Passage provided ->
It's not that I don't like hanging out with my kids, I really do. It's that I had literally put my life on hold to raise them. And I prematurely thought I was done.

And when I found out that I was wrong, I didn't handle it right.

They started misbehaving. Not wanting to be left to their own devices. They still wanted my attention (being only six, after all), and started clamoring for it by fighting, giving me attitude and resuming the tantrums they had thrown as toddlers.

Instead of nipping this in the bud, I rebelled myself, like I also was a petulant child. I'd finally gotten a taste of freedom, a promise of what my life could be. I didn't want to give it up. I had things to do.

So, I grew snappish with them. They'll literally cry for my attention, or poke each other's eyes out, or look at each other or breathe on each other, you know, all the earth-shattering things little kids can do to each other.

They can no longer play nicely. Hell, they can't even watch TV in the same room for more than ten minutes without attempting to kill one another. And instead of nipping these fights in the bud, redirecting them or funneling their energy into a different activity, I grow annoyed. Why can't they play? What is going on? So I break it up in a negative manner, send one or the other to her room for five minutes, then she comes out and they do it again.

I don't enjoy their company, and I don't get anything done. Then I blame them. Then they blame me. And we all live in a hellish mockery of a home.

So, this week, I restructured. After totally losing it about my kids, and my writing, and my school and my stress, and my illnesses (my body has been breaking down all over the place), I took a step back and re-prioritized.

Yes, it's great that I can "work from home" and "be a writer". That is fantastic. It's great my kids can feed themselves and dress themselves and (sometimes) entertain themselves. But they're not ready to be understanding enough to just go do their own thing, and me pushing them to do that without giving guidance will clearly end in tears.

So, I dialed back a bit. In fact, it's 5 p.m. and this blog is the only thing I've written all day. I started it at 10 a.m., and have been able to get in a sentence here and a sentence there. Very reminiscent of when the girls were three, in fact.

I've toned down my efforts in grad school. Maybe I'll only get Cs this semester instead of As. Oh  well.

Required tasks ->
a – Reproduce the parenting post word for word from "So, I dialed" to "three, in fact.".
b – In the parenting post, what things does the writer name as the ones they totally lost it about before re-prioritizing?
c – Pick up the parenting post after its final sentence and keep writing.
The material that comes next has no connection to the parenting post above.

Source data ->
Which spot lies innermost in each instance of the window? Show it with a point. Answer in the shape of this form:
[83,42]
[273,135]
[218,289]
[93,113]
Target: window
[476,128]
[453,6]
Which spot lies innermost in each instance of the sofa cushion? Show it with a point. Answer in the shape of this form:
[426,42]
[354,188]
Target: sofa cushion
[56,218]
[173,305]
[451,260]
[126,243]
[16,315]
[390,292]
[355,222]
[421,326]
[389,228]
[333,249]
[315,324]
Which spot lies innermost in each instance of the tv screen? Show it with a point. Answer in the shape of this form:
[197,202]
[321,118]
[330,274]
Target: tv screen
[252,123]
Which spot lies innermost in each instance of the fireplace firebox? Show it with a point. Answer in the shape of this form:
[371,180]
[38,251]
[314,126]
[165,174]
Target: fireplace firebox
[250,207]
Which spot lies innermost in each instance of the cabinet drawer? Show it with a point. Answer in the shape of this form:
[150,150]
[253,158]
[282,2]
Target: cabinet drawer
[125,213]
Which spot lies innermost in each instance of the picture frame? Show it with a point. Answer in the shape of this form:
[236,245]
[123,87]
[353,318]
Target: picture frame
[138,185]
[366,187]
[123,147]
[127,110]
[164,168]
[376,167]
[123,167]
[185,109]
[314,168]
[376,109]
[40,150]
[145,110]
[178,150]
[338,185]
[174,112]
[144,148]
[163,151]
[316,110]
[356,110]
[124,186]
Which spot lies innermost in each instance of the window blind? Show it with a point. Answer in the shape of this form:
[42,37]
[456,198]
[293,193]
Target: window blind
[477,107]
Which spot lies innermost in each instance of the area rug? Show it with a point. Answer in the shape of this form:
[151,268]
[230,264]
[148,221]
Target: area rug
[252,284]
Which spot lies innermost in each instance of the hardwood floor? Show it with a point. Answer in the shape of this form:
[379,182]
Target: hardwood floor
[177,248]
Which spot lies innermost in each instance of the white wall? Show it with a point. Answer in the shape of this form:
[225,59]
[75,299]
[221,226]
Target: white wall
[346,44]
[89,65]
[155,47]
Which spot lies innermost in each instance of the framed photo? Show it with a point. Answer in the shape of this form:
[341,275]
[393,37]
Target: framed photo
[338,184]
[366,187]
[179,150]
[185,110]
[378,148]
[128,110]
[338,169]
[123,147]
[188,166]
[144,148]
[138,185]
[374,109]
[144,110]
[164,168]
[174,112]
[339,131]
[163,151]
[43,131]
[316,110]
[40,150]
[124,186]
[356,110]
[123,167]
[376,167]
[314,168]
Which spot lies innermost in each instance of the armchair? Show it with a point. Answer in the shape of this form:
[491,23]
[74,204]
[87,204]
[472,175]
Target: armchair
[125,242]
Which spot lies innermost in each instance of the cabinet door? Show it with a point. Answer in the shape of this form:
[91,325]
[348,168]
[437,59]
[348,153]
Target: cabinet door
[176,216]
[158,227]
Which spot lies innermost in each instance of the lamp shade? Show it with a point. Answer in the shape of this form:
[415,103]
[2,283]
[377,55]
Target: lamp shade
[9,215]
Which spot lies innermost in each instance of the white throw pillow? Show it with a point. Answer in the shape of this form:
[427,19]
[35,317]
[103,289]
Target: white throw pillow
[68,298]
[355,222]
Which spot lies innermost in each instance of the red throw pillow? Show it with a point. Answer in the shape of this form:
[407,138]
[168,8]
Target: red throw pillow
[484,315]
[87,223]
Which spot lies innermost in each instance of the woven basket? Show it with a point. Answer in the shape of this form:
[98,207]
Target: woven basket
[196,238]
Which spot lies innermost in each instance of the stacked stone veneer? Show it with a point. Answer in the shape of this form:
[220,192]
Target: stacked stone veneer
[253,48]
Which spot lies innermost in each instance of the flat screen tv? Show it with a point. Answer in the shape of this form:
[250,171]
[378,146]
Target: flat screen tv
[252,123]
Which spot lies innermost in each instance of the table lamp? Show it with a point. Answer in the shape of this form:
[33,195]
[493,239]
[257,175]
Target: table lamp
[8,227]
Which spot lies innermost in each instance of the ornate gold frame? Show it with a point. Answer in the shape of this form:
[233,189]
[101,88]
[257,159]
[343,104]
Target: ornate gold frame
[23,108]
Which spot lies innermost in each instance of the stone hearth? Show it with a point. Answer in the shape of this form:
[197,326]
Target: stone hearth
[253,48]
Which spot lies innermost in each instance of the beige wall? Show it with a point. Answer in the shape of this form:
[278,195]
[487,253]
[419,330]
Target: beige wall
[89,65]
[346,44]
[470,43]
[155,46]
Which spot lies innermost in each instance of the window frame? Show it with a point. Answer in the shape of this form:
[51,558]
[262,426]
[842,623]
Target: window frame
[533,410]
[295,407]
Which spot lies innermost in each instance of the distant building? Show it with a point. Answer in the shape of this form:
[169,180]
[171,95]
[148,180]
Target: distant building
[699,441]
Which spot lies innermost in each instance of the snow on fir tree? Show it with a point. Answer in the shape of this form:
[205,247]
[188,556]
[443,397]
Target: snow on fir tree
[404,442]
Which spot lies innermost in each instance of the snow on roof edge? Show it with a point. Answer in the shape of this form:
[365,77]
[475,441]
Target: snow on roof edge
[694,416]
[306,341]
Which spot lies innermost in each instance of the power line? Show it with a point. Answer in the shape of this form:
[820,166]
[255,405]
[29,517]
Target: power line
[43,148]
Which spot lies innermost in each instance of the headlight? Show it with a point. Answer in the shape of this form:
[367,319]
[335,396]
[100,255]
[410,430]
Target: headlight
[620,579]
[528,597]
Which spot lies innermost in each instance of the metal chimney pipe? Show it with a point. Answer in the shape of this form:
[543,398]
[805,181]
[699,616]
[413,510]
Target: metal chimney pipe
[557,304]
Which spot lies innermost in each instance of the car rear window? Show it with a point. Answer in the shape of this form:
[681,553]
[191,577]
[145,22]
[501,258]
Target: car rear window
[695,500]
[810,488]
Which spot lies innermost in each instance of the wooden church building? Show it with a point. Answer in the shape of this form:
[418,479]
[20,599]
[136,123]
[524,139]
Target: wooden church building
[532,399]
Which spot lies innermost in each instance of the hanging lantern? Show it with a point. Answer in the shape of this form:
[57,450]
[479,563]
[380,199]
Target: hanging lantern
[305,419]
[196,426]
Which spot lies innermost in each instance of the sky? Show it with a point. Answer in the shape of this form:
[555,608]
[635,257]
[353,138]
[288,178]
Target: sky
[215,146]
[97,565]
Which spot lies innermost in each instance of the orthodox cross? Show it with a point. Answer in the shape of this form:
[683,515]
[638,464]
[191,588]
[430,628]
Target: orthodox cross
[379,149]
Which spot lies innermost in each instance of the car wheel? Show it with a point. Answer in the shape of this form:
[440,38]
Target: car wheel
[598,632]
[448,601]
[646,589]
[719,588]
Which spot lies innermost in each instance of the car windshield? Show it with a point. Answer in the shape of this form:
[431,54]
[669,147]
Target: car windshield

Outputs by task ->
a –
So, I dialed back a bit. In fact, it's 5 p.m. and this blog is the only thing I've written all day. I started it at 10 a.m., and have been able to get in a sentence here and a sentence there. Very reminiscent of when the girls were three, in fact.

b – Kids, writing, school, stress, illnesses

c –
Because none of that other stuff matters if I can't bring up children who know their boundaries and have the ability to keep themselves busy and happy without needling me or each other.

To get that, I have to do what is counter intuitive and actually spend more time with them, not less.

And really, it's not that much more time since when I'm trying to ignore them because I'm on deadline, I have to spend nearly as much time disciplining them as I spent with them today...only it's all negative.

So, yeah. More time on the kids, not less. But the time must be spent teaching them how to play without me. By playing with them. On paper it makes no sense.

But based on today, it just might work.

And then, maybe in a few more years, I'll be able to write like I want to write. Maybe. Or maybe not.


1 comment:

  1. Don't I feel your pain! I set up my practice to only see a few patients a day but do everything else from home. It's maddening! Yesterday I was so worn out and snippy, which of course made the kids behave abominably, which I did not respond to effectively. It was horrible. I'm trying to find the balance but am starting to believe it doesn't exist. :)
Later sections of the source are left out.